Saved entries:
------------------------------------------------------------------------
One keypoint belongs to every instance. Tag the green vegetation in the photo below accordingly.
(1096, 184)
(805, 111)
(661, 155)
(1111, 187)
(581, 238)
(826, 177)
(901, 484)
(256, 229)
------------------------------------------------------------------------
WORK TO BE COMPLETED
Each entry is to be returned in full, character for character.

EXERCISE OUTPUT
One keypoint belongs to every instance. Tag the green vegetation in the photo below accordingly.
(1096, 184)
(805, 111)
(661, 155)
(1111, 187)
(581, 238)
(826, 177)
(901, 484)
(256, 229)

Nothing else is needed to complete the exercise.